Short problem:
Locate the line containing "Target: unripe berry", then please write out that line and all the lines below it in the entries exactly.
-=-=-=-=-
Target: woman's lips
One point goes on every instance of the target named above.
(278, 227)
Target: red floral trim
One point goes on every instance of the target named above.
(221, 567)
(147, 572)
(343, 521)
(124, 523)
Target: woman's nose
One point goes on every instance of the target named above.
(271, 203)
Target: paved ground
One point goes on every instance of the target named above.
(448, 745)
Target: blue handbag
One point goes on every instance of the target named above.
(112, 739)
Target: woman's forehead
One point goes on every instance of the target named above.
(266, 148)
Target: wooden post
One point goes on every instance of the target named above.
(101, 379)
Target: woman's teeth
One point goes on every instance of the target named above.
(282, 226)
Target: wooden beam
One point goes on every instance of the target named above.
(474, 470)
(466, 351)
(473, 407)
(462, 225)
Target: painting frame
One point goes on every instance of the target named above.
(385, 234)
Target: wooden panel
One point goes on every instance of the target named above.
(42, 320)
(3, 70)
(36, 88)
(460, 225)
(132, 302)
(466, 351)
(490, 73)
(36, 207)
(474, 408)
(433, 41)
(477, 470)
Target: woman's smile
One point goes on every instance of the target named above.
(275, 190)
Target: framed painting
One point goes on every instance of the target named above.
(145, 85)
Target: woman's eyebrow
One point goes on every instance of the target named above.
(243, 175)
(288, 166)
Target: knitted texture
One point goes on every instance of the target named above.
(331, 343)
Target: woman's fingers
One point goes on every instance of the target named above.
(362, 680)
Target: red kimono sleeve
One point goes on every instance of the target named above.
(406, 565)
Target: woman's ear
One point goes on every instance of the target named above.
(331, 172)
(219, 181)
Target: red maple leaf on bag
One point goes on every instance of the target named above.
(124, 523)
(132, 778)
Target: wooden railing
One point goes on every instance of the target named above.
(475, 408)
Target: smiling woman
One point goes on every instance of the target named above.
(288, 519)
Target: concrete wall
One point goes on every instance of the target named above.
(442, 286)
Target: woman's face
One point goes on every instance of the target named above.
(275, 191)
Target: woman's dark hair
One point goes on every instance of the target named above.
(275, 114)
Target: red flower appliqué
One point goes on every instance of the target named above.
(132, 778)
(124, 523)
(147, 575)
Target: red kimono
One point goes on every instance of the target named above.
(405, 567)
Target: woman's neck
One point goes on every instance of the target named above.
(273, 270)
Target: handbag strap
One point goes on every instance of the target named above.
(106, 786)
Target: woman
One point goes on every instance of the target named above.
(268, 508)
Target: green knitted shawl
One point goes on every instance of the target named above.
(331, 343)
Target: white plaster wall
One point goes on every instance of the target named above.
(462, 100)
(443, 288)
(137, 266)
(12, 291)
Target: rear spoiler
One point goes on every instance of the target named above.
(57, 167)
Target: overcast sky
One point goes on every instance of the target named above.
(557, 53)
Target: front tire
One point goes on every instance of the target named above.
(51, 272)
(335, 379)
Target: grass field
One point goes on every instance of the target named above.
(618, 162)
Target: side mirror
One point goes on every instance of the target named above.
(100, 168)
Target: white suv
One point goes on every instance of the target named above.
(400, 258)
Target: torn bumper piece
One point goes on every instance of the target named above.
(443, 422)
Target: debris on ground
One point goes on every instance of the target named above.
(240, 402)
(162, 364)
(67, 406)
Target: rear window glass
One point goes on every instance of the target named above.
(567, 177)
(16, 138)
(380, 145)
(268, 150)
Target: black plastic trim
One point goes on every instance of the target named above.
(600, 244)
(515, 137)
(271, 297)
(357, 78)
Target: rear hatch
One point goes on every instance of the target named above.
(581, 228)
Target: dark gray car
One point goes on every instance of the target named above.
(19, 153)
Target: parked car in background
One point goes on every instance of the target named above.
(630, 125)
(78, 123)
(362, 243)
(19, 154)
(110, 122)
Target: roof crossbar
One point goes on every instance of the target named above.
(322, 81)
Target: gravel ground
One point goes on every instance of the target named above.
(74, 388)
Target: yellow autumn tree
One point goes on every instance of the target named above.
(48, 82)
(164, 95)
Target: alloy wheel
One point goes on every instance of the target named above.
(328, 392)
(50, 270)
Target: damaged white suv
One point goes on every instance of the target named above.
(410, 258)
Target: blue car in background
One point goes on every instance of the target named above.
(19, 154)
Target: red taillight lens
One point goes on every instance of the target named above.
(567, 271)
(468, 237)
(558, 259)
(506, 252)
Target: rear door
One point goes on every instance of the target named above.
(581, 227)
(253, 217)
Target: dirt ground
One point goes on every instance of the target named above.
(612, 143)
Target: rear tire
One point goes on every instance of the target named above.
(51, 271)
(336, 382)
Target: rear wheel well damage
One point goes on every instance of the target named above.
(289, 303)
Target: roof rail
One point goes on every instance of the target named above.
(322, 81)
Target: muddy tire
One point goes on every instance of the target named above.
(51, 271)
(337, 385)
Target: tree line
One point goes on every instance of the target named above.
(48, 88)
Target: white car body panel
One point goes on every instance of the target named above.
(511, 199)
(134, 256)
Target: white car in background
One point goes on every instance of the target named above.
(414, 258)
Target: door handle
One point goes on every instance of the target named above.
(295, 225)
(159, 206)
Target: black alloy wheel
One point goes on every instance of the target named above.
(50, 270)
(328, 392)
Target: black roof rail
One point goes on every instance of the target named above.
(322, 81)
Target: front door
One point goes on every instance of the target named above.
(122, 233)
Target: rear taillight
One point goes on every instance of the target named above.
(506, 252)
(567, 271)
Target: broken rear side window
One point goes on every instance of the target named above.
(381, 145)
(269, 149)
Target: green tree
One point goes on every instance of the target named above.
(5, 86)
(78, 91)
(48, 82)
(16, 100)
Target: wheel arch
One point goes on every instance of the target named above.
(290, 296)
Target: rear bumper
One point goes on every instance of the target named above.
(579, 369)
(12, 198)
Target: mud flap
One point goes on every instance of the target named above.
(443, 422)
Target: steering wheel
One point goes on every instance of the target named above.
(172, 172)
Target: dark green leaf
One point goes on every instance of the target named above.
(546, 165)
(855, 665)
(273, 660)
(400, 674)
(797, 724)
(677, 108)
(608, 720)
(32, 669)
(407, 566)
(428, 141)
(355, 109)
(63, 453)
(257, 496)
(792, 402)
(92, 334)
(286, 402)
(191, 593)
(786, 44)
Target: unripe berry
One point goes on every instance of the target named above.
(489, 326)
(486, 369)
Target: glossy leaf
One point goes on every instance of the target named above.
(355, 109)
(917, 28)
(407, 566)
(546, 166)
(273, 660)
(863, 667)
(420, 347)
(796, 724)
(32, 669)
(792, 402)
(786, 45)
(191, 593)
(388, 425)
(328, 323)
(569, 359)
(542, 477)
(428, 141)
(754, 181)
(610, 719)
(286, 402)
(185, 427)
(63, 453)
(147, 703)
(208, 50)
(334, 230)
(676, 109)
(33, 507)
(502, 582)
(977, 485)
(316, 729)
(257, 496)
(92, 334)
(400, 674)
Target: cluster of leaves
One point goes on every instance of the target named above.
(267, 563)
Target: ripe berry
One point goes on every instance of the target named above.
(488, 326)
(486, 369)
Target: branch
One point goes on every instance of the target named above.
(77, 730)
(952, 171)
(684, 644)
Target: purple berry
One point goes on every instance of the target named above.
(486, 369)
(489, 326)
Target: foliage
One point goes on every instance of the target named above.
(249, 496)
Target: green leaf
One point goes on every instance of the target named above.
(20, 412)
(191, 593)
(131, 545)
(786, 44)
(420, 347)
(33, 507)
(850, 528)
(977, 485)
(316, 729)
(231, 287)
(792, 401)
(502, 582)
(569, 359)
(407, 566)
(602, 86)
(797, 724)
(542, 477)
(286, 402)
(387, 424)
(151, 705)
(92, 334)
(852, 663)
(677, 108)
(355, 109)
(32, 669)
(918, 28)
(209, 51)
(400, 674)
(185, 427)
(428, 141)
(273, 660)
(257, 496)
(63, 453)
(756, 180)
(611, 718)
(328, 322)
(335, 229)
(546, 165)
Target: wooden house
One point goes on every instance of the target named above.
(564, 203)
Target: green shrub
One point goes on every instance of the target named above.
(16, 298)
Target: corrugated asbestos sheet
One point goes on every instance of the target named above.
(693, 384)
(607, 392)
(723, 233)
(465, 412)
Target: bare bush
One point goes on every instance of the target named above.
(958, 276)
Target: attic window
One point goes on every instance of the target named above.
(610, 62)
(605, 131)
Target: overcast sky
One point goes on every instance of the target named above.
-=-=-=-=-
Right answer:
Target: unripe berry
One point goes on every instance of the target named above.
(489, 326)
(486, 369)
Target: glossy leaf
One point goes on every instance of the target named above.
(355, 109)
(917, 28)
(407, 566)
(546, 166)
(273, 660)
(863, 667)
(420, 347)
(796, 724)
(32, 669)
(792, 402)
(786, 45)
(191, 593)
(388, 425)
(328, 323)
(569, 359)
(542, 477)
(428, 141)
(754, 181)
(610, 719)
(286, 402)
(185, 427)
(63, 453)
(147, 703)
(208, 50)
(334, 230)
(676, 109)
(33, 507)
(502, 582)
(977, 485)
(316, 729)
(257, 496)
(92, 334)
(400, 674)
Target: cluster of leaves
One point goes on every instance of the target named above.
(267, 563)
Target: ripe berry
One point goes on every instance of the target named above.
(488, 326)
(486, 369)
Target: branch
One point goes on every instance of the target named above.
(77, 730)
(952, 171)
(684, 644)
Target: purple berry
One point goes on every instance of the target named above.
(486, 369)
(489, 326)
Target: foliage
One point goes on every instance of the target named above.
(249, 496)
Target: green leaf
One point goes on every instance of the target named above.
(20, 412)
(191, 593)
(131, 545)
(786, 44)
(420, 347)
(33, 507)
(850, 528)
(977, 485)
(316, 729)
(231, 287)
(792, 401)
(502, 582)
(569, 359)
(407, 566)
(602, 86)
(797, 724)
(542, 477)
(286, 402)
(387, 424)
(151, 705)
(92, 334)
(852, 663)
(677, 108)
(355, 109)
(32, 669)
(918, 28)
(209, 51)
(400, 674)
(185, 427)
(428, 141)
(273, 660)
(257, 496)
(63, 453)
(756, 180)
(611, 718)
(328, 322)
(335, 229)
(546, 165)
Target: wooden house
One point goes on every instance of the target named above.
(564, 203)
Target: green shrub
One point goes on every instance of the target named above.
(16, 298)
Target: corrugated asbestos sheet
One point goes on every instance of the target named above.
(693, 384)
(607, 392)
(723, 233)
(465, 412)
Target: bare bush
One point goes on every instance of the target named above.
(958, 276)
Target: attic window
One point goes on every instance of the target named above.
(610, 62)
(605, 131)
Target: overcast sky
One point goes on every instance of the target named above.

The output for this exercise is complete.